Document extract >>
==*==

Convert missing into NaN to allow plotting of discontinuities.

source

TSML.BaselineAlgos.Baseline — Type

Baseline(
   default_args = Dict(
      :output => :class,
      :strat => mode
   )
)

Baseline model that returns the mode during classification.

source

TSML.BaselineAlgos.Identity — Type

Identity(args=Dict())

Returns the input as output.

source

TSML.TSMLTypes.fit! — Function

fit!(bsl::Baseline,x::Matrix,y::Vector)

Get the mode of the training data.

source

TSML.TSMLTypes.fit! — Function

fit!(idy::Identity,x::Matrix,y::Vector)

Does nothing.

source

TSML.TSMLTypes.transform! — Method

transform!(bsl::Baseline,x::Matrix)

Return the mode in classification.

source

TSML.TSMLTypes.transform! — Method

transform!(idy::Identity,x::Matrix)

Return the input as output.

source

TSML.EnsembleMethods.BestLearner — Type

BestLearner(
   Dict(
      # Output to train against
      # (:class).
      :output => :class,
      # Function to return partitions of instance indices.
      :partition_generator => (instances, labels) -> kfold(size(instances, 1), 5),
      # Function that selects the best learner by index.
      # Arg learner_partition_scores is a (learner, partition) score matrix.
      :selection_function => (learner_partition_scores) -> findmax(mean(learner_partition_scores, dims=2))[2],      
      # Score type returned by score() using respective output.
      :score_type => Real,
      # Candidate learners.
      :learners => [PrunedTree(), Adaboost(), RandomForest()],
      # Options grid for learners, to search through by BestLearner.
      # Format is [learner_1_options, learner_2_options, ...]
      # where learner_options is same as a learner's options but
      # with a list of values instead of scalar.
      :learner_options_grid => nothing
   )
)

Selects best learner from the set by performing a grid search on learners if grid option is indicated.

source

TSML.EnsembleMethods.StackEnsemble — Type

StackEnsemble(
   Dict(    
      # Output to train against
      # (:class).
      :output => :class,
      # Set of learners that produce feature space for stacker.

==*==

Record set >>
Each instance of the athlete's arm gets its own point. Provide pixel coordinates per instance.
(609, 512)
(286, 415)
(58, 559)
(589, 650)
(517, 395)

==*==

Exercise requirements >>
**a.** In the TSML API reference, which candidate learners does BestLearner list by default?
**b.** Print the part of the TSML API reference that begins at the words "TSML.BaselineAlgos.Identity — Type" and stop after "the training data.".
**c.** Go on with the TSML API reference from the point where it stops.
The material has no connection to the TSML API reference.

Answers to the tasks >>
**a.** PrunedTree(), Adaboost() and RandomForest().

**b.**
TSML.BaselineAlgos.Identity — Type

Identity(args=Dict())

Returns the input as output.

source

TSML.TSMLTypes.fit! — Function

fit!(bsl::Baseline,x::Matrix,y::Vector)

Get the mode of the training data.

**c.**
      :learners => [PrunedTree(), Adaboost(), RandomForest()],
      # Machine learner that trains on set of learners' outputs.
      :stacker => RandomForest(),
      # Proportion of training set left to train stacker itself.
      :stacker_training_proportion => 0.3,
      # Provide original features on top of learner outputs to stacker.
      :keep_original_features => false
   )
)

An ensemble where a 'stack' of learners is used for training and prediction.

source

TSML.EnsembleMethods.VoteEnsemble — Type

VoteEnsemble(
   Dict( 
      # Output to train against
      # (:class).
      :output => :class,
      # Learners in voting committee.
      :learners => [PrunedTree(), Adaboost(), RandomForest()]
   )
)

Set of machine learners employing majority vote to decide prediction.

Implements: fit!, transform!

source

TSML.TSMLTypes.fit! — Method

fit!(bls::BestLearner, instances::T, labels::Vector) where {T<:Union{Matrix,DataFrame}}

Training phase:

obtain learners as is if grid option is not present
generate learners if grid option is present
foreach prototype learner, generate learners with specific options found in grid
generate partitions
train each learner on each partition and obtain validation output

source

TSML.TSMLTypes.fit! — Method

fit!(se::StackEnsemble, instances::T, labels::Vector) where {T<:Union{Vector,Matrix,DataFrame}}

Training phase of the stack of learners.

perform holdout to obtain indices for
partition learner and stacker training sets
partition training set for learners and stacker
train all learners
train stacker on learners' outputs
build final model from the trained learners

source

TSML.TSMLTypes.fit! — Method

fit!(ve::VoteEnsemble, instances::T, labels::Vector) where {T<:Union{Vector,Matrix,DataFrame}}

Training phase of the ensemble.

source

TSML.TSMLTypes.transform! — Method

transform!(bls::BestLearner, instances::T) where {T<:Union{Vector,Matrix,DataFrame}}

Choose the best learner based on cross-validation results and use it for prediction.

source

TSML.TSMLTypes.transform! — Method

transform!(se::StackEnsemble, instances::T) where {T<:Union{Vector,Matrix,DataFrame}}

Build stacker instances and predict

source

TSML.TSMLTypes.transform! — Method

transform!(ve::VoteEnsemble, instances::T) where {T<:Union{Vector,Matrix,DataFrame}}

Prediction phase of the ensemble.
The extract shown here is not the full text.